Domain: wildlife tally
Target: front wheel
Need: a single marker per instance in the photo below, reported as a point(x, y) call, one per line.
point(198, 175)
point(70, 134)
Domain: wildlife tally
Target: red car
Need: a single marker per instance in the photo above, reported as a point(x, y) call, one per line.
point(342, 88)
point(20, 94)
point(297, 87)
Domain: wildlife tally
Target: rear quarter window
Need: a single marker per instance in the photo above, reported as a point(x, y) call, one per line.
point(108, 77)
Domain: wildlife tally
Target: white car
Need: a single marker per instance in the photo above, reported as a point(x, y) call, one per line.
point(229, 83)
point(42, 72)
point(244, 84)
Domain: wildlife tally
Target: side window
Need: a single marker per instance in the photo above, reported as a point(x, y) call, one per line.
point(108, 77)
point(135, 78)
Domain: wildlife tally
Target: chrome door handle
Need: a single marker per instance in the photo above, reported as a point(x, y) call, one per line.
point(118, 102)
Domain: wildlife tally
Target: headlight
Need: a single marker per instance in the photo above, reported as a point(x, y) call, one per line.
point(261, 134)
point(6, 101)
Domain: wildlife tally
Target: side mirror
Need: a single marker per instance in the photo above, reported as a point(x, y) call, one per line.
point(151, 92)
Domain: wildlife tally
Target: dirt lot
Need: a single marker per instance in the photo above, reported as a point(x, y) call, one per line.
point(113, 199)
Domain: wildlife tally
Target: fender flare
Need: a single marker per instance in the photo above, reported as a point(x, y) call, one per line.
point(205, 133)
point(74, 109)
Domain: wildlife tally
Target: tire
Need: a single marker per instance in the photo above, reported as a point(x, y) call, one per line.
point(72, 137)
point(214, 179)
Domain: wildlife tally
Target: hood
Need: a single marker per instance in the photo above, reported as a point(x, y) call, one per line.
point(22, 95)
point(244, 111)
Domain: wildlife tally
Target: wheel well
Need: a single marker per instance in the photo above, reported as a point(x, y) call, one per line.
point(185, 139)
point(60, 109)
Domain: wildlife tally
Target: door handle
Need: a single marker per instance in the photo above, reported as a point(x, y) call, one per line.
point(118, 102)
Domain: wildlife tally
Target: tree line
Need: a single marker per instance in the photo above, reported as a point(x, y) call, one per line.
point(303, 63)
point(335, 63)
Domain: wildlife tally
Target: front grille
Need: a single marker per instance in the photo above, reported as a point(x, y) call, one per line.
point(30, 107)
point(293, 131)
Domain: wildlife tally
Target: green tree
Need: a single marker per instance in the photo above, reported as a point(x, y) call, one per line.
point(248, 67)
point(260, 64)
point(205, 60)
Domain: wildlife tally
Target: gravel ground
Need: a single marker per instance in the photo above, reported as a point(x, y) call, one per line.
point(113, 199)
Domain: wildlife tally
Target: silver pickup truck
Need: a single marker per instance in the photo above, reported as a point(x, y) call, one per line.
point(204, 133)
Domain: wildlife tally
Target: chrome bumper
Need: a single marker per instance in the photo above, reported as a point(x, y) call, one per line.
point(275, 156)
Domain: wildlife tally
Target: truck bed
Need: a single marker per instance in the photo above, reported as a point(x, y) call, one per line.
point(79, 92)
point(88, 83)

━━━━━━━━

> **Problem description**
Search the material for "front" and copy each matching line.

> **Task result**
Target: front wheel
Target: front grille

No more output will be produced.